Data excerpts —
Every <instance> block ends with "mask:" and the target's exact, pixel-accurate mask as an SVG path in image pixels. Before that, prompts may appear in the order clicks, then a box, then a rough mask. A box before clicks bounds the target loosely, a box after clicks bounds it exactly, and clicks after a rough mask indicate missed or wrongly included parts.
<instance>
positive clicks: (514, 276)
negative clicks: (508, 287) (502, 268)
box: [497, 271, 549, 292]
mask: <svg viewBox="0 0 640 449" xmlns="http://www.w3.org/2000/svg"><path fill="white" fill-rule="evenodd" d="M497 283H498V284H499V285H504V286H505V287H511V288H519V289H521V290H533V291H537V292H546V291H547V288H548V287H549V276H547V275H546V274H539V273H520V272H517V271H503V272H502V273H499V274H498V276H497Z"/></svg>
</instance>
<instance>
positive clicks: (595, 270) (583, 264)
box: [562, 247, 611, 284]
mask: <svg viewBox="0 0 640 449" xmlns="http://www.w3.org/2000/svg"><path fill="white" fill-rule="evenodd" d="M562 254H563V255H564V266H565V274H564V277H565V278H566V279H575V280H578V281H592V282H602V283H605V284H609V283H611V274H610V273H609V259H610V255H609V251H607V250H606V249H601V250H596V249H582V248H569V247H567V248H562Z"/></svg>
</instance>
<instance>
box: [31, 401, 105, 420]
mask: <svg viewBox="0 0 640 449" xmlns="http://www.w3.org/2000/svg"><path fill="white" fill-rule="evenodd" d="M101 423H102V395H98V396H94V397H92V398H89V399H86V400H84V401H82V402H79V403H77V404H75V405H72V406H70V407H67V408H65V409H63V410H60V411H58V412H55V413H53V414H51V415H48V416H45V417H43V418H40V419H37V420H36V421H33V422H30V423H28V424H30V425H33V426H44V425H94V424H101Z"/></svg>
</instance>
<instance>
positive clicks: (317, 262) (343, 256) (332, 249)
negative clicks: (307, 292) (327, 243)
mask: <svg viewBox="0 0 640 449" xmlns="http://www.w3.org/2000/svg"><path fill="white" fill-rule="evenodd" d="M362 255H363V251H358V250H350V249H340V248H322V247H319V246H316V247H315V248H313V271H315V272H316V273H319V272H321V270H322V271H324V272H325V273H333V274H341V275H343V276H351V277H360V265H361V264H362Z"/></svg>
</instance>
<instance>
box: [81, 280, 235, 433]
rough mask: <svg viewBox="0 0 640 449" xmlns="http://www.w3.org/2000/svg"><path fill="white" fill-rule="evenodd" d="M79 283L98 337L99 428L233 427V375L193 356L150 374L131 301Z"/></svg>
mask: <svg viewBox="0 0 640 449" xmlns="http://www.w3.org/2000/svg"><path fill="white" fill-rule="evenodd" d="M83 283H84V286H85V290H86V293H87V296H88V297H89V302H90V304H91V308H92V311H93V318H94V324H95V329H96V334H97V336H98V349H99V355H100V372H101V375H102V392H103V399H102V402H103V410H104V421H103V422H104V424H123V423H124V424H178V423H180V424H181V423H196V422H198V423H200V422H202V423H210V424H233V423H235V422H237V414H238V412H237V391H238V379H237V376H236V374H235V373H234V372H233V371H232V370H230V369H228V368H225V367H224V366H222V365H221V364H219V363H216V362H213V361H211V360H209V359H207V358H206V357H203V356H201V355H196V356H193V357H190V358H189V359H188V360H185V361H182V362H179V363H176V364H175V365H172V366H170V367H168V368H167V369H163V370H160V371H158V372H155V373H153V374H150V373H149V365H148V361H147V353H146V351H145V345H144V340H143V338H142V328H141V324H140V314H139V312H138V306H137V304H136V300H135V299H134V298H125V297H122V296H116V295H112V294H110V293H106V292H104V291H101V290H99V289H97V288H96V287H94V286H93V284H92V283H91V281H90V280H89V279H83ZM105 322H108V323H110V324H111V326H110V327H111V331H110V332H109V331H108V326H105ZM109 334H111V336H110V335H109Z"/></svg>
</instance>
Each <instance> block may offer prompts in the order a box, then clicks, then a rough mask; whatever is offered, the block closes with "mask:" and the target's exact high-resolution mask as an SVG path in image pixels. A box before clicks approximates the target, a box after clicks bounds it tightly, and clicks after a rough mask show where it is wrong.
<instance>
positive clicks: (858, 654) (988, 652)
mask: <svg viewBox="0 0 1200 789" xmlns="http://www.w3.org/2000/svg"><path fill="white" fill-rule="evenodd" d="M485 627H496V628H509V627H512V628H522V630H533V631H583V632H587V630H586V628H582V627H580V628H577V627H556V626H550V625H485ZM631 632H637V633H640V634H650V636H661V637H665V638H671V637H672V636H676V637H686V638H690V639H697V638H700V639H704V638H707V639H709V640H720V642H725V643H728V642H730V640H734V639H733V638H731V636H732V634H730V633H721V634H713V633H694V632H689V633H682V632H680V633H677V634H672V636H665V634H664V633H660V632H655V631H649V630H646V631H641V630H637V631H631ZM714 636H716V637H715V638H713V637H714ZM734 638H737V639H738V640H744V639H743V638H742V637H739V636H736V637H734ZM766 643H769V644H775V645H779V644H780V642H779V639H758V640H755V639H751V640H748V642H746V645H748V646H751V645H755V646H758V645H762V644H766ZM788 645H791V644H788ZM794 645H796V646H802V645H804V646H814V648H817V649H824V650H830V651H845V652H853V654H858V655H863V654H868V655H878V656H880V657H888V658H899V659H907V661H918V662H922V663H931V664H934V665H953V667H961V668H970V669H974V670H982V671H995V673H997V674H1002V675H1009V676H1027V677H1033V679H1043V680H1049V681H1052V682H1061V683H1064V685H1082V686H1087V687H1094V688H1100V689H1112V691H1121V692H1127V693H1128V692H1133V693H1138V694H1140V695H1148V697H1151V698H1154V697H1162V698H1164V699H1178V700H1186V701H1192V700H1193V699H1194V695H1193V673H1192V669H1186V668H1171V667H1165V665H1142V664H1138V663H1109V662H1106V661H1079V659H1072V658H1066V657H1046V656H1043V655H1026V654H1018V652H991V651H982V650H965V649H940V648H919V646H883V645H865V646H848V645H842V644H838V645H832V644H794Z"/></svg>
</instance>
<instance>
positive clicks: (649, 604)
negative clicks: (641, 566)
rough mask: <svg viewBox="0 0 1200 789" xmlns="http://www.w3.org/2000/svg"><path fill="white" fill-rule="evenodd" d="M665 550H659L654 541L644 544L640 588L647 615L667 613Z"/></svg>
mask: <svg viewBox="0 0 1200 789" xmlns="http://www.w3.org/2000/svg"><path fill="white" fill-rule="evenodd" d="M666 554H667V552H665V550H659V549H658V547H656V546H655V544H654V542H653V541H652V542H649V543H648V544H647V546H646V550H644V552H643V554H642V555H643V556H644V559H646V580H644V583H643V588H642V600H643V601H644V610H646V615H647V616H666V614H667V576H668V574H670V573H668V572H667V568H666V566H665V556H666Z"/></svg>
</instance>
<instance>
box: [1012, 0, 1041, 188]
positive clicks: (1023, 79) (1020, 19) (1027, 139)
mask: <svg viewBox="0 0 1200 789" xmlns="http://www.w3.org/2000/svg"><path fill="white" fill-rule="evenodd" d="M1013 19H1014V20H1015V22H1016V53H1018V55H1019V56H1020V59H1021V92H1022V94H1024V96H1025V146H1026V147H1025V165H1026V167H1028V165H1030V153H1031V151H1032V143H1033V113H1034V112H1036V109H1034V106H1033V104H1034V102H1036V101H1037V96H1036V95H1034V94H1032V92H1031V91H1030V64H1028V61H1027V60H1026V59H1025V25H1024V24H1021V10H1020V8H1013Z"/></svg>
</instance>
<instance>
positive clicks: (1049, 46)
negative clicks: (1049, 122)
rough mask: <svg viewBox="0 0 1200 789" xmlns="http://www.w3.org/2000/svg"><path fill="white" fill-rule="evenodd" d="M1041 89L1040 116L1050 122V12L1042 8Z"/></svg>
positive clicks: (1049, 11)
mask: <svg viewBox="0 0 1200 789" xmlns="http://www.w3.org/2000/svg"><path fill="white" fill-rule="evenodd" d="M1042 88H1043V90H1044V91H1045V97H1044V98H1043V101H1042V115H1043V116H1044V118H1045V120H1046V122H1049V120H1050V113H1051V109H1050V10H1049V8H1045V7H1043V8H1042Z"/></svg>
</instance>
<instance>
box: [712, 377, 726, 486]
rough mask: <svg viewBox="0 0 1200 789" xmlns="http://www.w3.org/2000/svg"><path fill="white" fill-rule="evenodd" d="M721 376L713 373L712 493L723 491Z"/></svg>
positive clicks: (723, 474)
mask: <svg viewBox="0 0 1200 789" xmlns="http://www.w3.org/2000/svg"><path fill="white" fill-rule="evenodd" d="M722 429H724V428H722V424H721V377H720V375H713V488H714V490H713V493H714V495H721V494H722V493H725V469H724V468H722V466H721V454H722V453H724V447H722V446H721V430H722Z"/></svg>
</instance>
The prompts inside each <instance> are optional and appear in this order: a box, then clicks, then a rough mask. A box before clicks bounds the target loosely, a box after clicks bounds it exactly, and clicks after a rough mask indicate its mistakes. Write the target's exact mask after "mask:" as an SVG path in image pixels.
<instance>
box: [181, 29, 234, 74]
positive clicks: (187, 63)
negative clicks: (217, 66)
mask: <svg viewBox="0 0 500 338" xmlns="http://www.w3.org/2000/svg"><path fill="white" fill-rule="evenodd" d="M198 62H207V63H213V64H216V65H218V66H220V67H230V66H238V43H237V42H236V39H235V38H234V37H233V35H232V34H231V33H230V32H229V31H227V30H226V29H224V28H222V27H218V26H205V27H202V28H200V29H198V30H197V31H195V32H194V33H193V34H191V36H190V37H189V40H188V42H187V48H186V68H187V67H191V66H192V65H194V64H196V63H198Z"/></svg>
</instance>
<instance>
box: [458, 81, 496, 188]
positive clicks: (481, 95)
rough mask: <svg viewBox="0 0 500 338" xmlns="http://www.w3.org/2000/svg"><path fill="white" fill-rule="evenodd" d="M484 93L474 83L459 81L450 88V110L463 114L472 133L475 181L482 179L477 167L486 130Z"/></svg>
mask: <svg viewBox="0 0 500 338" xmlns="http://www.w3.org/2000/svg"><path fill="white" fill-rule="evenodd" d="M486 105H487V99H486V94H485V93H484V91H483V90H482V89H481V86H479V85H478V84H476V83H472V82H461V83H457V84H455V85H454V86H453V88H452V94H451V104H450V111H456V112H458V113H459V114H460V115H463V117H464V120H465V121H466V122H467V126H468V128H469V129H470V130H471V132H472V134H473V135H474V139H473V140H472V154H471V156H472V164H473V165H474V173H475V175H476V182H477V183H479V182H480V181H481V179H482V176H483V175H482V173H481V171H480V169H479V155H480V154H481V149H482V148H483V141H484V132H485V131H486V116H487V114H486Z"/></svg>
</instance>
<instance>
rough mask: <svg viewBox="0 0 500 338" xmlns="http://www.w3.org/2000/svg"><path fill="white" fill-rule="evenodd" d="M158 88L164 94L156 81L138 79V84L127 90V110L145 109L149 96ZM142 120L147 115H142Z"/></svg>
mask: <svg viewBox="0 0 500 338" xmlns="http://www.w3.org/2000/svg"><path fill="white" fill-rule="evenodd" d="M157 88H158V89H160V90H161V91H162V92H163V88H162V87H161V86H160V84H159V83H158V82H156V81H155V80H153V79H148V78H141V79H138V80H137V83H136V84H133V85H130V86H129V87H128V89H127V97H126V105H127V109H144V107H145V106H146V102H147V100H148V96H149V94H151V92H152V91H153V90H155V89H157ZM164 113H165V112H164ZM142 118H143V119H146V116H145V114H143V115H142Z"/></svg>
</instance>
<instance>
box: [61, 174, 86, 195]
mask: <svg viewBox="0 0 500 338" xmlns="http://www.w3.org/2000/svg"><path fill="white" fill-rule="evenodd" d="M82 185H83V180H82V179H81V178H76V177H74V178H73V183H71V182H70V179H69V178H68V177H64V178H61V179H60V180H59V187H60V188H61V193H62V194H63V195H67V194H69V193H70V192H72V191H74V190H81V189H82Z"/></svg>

What you are asked to do —
Looking at the data above, return every line from the one with "negative clicks: (508, 287) (502, 268)" down to the one with "box: [81, 280, 235, 433]", exactly and inclusively.

Exercise response —
negative clicks: (508, 287) (502, 268)
box: [497, 271, 549, 292]
mask: <svg viewBox="0 0 640 449" xmlns="http://www.w3.org/2000/svg"><path fill="white" fill-rule="evenodd" d="M497 283H498V284H499V285H504V286H505V287H511V288H519V289H521V290H533V291H537V292H546V291H547V288H548V287H549V276H547V275H546V274H539V273H520V272H517V271H503V272H502V273H499V274H498V276H497Z"/></svg>
</instance>
<instance>
positive clicks: (595, 270) (583, 264)
box: [562, 247, 611, 284]
mask: <svg viewBox="0 0 640 449" xmlns="http://www.w3.org/2000/svg"><path fill="white" fill-rule="evenodd" d="M562 254H563V255H564V266H565V274H564V277H565V278H566V279H575V280H578V281H592V282H602V283H605V284H609V283H611V274H610V273H609V259H610V255H609V251H607V250H606V249H601V250H596V249H582V248H569V247H567V248H562Z"/></svg>
</instance>
<instance>
box: [31, 401, 105, 420]
mask: <svg viewBox="0 0 640 449" xmlns="http://www.w3.org/2000/svg"><path fill="white" fill-rule="evenodd" d="M101 423H102V395H98V396H94V397H92V398H89V399H86V400H84V401H82V402H79V403H77V404H75V405H72V406H70V407H67V408H65V409H63V410H60V411H58V412H55V413H53V414H51V415H48V416H45V417H43V418H40V419H37V420H36V421H33V422H30V423H28V424H30V425H33V426H44V425H94V424H101Z"/></svg>
</instance>
<instance>
positive clicks: (317, 262) (343, 256) (332, 249)
negative clicks: (307, 292) (327, 243)
mask: <svg viewBox="0 0 640 449" xmlns="http://www.w3.org/2000/svg"><path fill="white" fill-rule="evenodd" d="M362 255H363V251H358V250H350V249H340V248H322V247H319V246H316V247H315V248H313V271H315V272H316V273H319V272H321V270H322V271H324V272H325V273H333V274H341V275H343V276H351V277H360V265H361V264H362Z"/></svg>
</instance>
<instance>
box: [81, 280, 235, 433]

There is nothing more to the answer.